§ Work to do: Copy the listing below word for word, leaving out the pictures.

(Excerpts from bounding box data)
◇ ◇ ◇ ◇ ◇
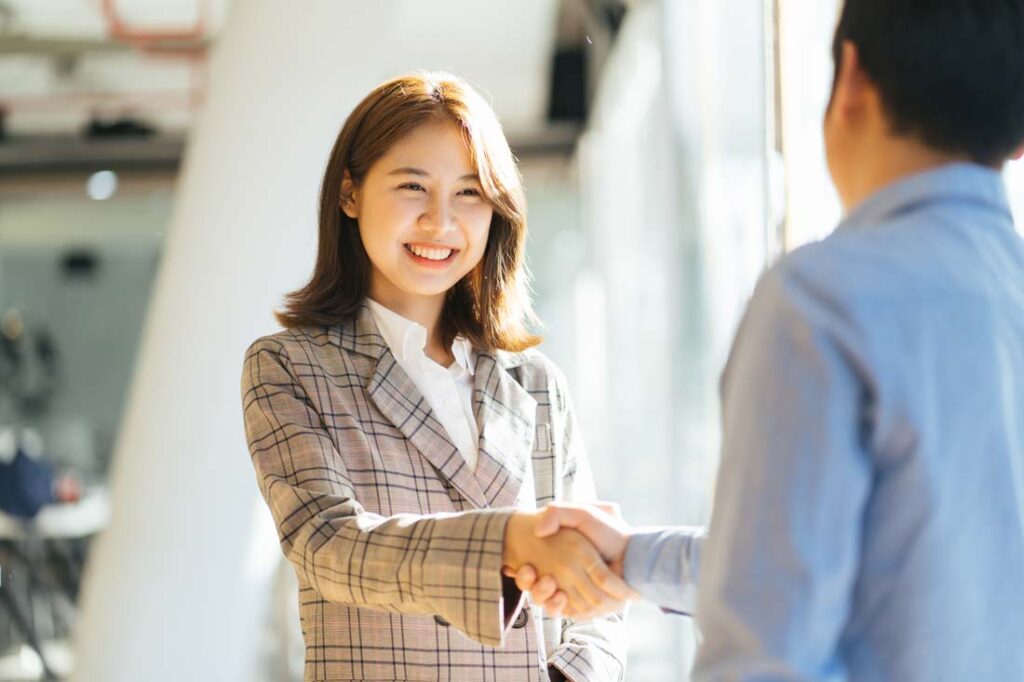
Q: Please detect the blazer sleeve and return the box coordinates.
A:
[549,374,627,682]
[242,339,519,646]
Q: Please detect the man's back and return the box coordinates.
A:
[696,165,1024,681]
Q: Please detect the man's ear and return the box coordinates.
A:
[831,40,870,124]
[338,170,359,220]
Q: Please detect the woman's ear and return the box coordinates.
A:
[338,170,359,220]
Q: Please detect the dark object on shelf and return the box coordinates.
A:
[60,249,100,280]
[85,118,157,139]
[0,449,54,519]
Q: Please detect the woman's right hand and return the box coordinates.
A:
[503,512,636,620]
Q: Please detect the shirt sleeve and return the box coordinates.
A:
[623,526,707,615]
[548,368,627,682]
[694,261,872,681]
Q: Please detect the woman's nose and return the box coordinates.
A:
[420,199,455,232]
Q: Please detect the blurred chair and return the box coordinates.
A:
[0,487,110,679]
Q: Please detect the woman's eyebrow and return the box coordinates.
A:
[388,166,480,181]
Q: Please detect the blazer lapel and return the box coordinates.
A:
[340,305,487,509]
[473,352,537,507]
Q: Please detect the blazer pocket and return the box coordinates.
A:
[531,424,563,507]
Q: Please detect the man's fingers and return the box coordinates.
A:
[544,590,569,617]
[515,563,537,592]
[529,576,558,604]
[586,561,639,602]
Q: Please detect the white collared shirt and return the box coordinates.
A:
[367,298,479,471]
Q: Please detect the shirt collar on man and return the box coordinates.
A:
[840,163,1012,228]
[367,298,474,376]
◇ ◇ ◇ ◇ ◇
§ Result of the exercise:
Q: Please detect the blazer sleeve and return the box coordinates.
A:
[549,374,627,682]
[242,339,519,646]
Q: Please detect the man's back and return the box coordinates.
A:
[696,165,1024,681]
Q: Please detect the man's ear and return the box coordinates.
A:
[831,40,870,124]
[338,170,359,220]
Q: Please detect the woman's ear and return the box coordinates.
A:
[338,170,359,220]
Q: Please detect the dark object on shelf and return the box coordinates.
A:
[60,249,100,280]
[85,118,157,139]
[0,449,54,519]
Q: Please detect the woman's right hand and return the box coordinates.
A:
[503,512,636,620]
Q: Please detect the shirt sleeve and return the box coordinates.
A:
[623,526,707,615]
[548,368,627,682]
[694,261,872,681]
Q: Please detect the woman's nose and return the box coordinates.
A:
[420,199,455,232]
Q: Please detect the blurred chair and return the box coordinates.
A:
[0,487,110,679]
Q: Please detect the woman's eyebrow and return the box coordinates.
A:
[388,166,480,181]
Q: Please detect the blazer lapel and return the box coordinates.
A:
[340,305,487,509]
[473,352,537,507]
Q: Please detect the blazer pocket and return the box coordinates.
A:
[531,424,563,507]
Q: Please detect the man's fingers and return the box coordinates.
A:
[544,590,569,617]
[515,563,537,592]
[529,576,558,604]
[586,561,639,602]
Q: Please detect the white collared shirt and return the box coordinates.
A:
[367,298,479,471]
Q: Please detect the shirt collar on man and return the box coordinates.
A:
[840,163,1012,228]
[367,298,474,376]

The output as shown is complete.